Assigned task:
Print the data that follows word for word, leaving out any picture.

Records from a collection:
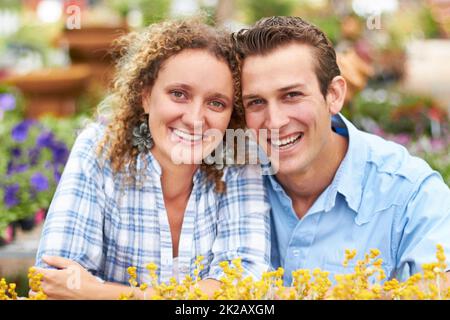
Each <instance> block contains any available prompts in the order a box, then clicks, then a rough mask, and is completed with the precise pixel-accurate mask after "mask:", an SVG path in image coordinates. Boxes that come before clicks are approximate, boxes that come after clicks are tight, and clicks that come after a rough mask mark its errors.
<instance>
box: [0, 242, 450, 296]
mask: <svg viewBox="0 0 450 320" xmlns="http://www.w3.org/2000/svg"><path fill="white" fill-rule="evenodd" d="M379 255H380V252H379V251H378V250H376V249H372V250H371V251H370V253H368V254H366V255H365V258H364V260H359V261H357V262H356V266H355V267H354V270H353V273H348V274H340V275H336V276H335V279H334V280H335V281H334V284H333V282H332V281H331V280H330V279H329V272H327V271H323V270H320V269H314V270H312V271H311V270H307V269H299V270H296V271H294V272H293V273H292V275H293V282H292V285H291V286H290V287H285V286H284V285H283V280H282V278H283V273H284V270H283V269H281V268H279V269H278V270H276V271H271V272H266V273H264V274H263V276H262V278H261V279H260V280H255V279H253V278H252V277H243V268H242V265H241V260H240V259H235V260H233V261H232V263H231V265H230V264H229V262H228V261H223V262H221V264H220V265H221V267H222V269H223V271H224V273H225V276H224V277H222V278H221V281H222V283H221V286H220V289H219V290H217V291H216V292H215V293H214V295H213V297H212V298H213V299H217V300H272V299H283V300H328V299H333V300H376V299H383V300H385V299H393V300H411V299H419V300H450V284H449V283H448V281H446V276H448V273H446V272H445V270H446V269H447V264H446V257H445V255H444V249H443V247H442V246H440V245H438V246H437V252H436V259H437V262H433V263H429V264H424V265H423V266H422V269H423V272H422V273H417V274H414V275H413V276H411V277H410V278H409V279H407V280H406V281H404V282H399V281H398V280H397V279H392V280H388V281H386V279H385V278H386V275H385V273H384V271H383V269H382V268H381V265H382V262H383V261H382V259H380V258H378V256H379ZM355 256H356V251H355V250H345V260H344V262H343V265H344V266H347V264H348V262H349V261H350V260H352V259H354V257H355ZM202 260H203V257H198V259H197V260H196V262H195V264H196V269H195V270H194V276H193V277H191V276H187V277H185V279H184V280H183V281H181V282H180V283H178V282H177V281H176V280H175V278H172V279H170V281H169V283H158V277H157V275H156V270H157V266H156V265H155V264H153V263H150V264H148V265H147V270H148V271H149V274H150V279H151V281H150V283H148V284H147V283H143V284H141V285H139V284H138V282H137V281H136V279H137V274H136V267H129V268H128V273H129V275H130V280H129V283H130V286H131V287H132V288H135V287H138V288H140V289H141V290H146V289H147V288H148V287H149V286H151V287H152V288H153V289H154V290H155V292H156V294H155V295H154V296H152V299H153V300H163V299H164V300H202V299H209V297H208V296H207V295H206V293H204V292H203V291H202V290H201V289H200V288H199V286H198V282H199V281H200V280H201V279H200V278H199V274H200V271H201V270H202V269H203V265H202V264H201V261H202ZM28 277H29V280H30V281H29V283H30V288H31V289H32V290H33V291H34V292H36V295H34V296H32V297H30V298H29V299H34V300H41V299H46V298H47V296H46V295H45V293H44V292H43V290H42V286H41V279H42V275H41V274H37V273H36V271H35V269H34V268H33V267H32V268H30V270H29V274H28ZM133 298H134V297H133V293H130V294H126V293H124V294H122V295H121V296H120V297H118V299H120V300H129V299H133ZM2 299H3V300H14V299H18V296H17V293H16V285H15V284H14V283H11V284H8V283H7V282H6V280H5V279H4V278H2V279H1V281H0V300H2Z"/></svg>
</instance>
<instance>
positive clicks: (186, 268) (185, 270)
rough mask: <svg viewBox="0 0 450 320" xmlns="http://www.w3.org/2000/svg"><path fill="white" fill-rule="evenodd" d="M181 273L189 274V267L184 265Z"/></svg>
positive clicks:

Solved exercise:
Each <instance> block contains any available prompts in the order a box, then clicks, then a rough mask, and is completed with the precise pixel-accurate mask after "mask:", an SVG path in image coordinates. Boxes that come before clicks are approximate, boxes that come after clicks are tight, and clicks that come after a rough mask mark its errors.
<instance>
box: [0, 242, 450, 296]
mask: <svg viewBox="0 0 450 320" xmlns="http://www.w3.org/2000/svg"><path fill="white" fill-rule="evenodd" d="M379 255H380V252H379V251H378V250H376V249H372V250H371V251H370V253H368V254H366V255H365V258H364V260H359V261H357V262H356V266H355V267H354V270H353V273H348V274H340V275H336V276H335V279H334V280H335V281H334V284H333V282H332V281H331V280H330V279H329V272H327V271H323V270H320V269H314V270H312V271H311V270H307V269H299V270H296V271H294V272H293V273H292V275H293V282H292V285H291V286H290V287H285V286H284V285H283V280H282V278H283V273H284V270H283V269H281V268H279V269H278V270H276V271H271V272H266V273H264V274H263V276H262V278H261V279H260V280H255V279H253V278H252V277H243V268H242V265H241V260H240V259H235V260H233V261H232V263H231V265H230V264H229V262H228V261H223V262H221V264H220V265H221V267H222V269H223V271H224V273H225V276H224V277H222V278H221V281H222V283H221V286H220V289H219V290H217V291H216V292H215V293H214V295H213V297H212V298H213V299H217V300H272V299H283V300H328V299H333V300H376V299H383V300H385V299H393V300H411V299H419V300H450V284H449V283H448V281H446V276H448V273H446V272H445V270H446V269H447V264H446V257H445V255H444V249H443V247H442V246H440V245H438V246H437V252H436V259H437V262H433V263H429V264H424V265H423V266H422V269H423V272H422V273H417V274H414V275H413V276H411V277H410V278H409V279H407V280H406V281H404V282H399V281H398V280H397V279H392V280H388V281H386V279H385V278H386V275H385V273H384V271H383V269H382V268H381V265H382V262H383V261H382V259H380V258H378V256H379ZM355 256H356V251H355V250H345V260H344V262H343V265H344V266H347V264H348V262H349V261H350V260H352V259H354V257H355ZM202 260H203V257H198V259H197V260H196V262H195V264H196V269H195V270H194V276H193V277H191V276H187V277H185V279H184V280H183V281H181V282H180V283H178V282H177V281H176V280H175V278H172V279H170V281H169V283H158V277H157V275H156V270H157V266H156V265H155V264H153V263H150V264H148V265H147V270H148V271H149V274H150V279H151V281H150V283H148V284H147V283H143V284H141V285H139V284H138V282H137V281H136V279H137V274H136V267H129V268H128V273H129V275H130V280H129V283H130V286H131V287H132V288H135V287H138V288H140V289H141V290H146V289H147V288H148V287H149V286H151V287H152V288H153V289H154V290H155V292H156V294H155V295H154V296H152V299H153V300H163V299H164V300H202V299H209V297H208V296H207V295H206V293H204V292H203V291H202V290H201V289H200V288H199V286H198V282H199V281H200V280H201V279H200V278H199V274H200V271H201V270H202V269H203V265H202V264H201V261H202ZM28 277H29V280H30V281H29V283H30V288H31V289H32V290H33V291H34V292H36V295H34V296H32V297H30V298H29V299H34V300H41V299H46V298H47V296H46V295H45V293H44V292H43V290H42V286H41V279H42V275H41V274H37V273H36V271H35V269H34V268H33V267H32V268H30V270H29V274H28ZM133 298H134V297H133V293H130V294H126V293H124V294H122V295H121V296H120V297H118V299H120V300H129V299H133ZM2 299H3V300H14V299H18V296H17V293H16V285H15V284H14V283H11V284H8V283H7V282H6V280H5V279H4V278H2V279H1V281H0V300H2Z"/></svg>
</instance>
<instance>
positive clicks: (186, 268) (185, 270)
rough mask: <svg viewBox="0 0 450 320" xmlns="http://www.w3.org/2000/svg"><path fill="white" fill-rule="evenodd" d="M181 273L189 274V267L184 265Z"/></svg>
positive clicks:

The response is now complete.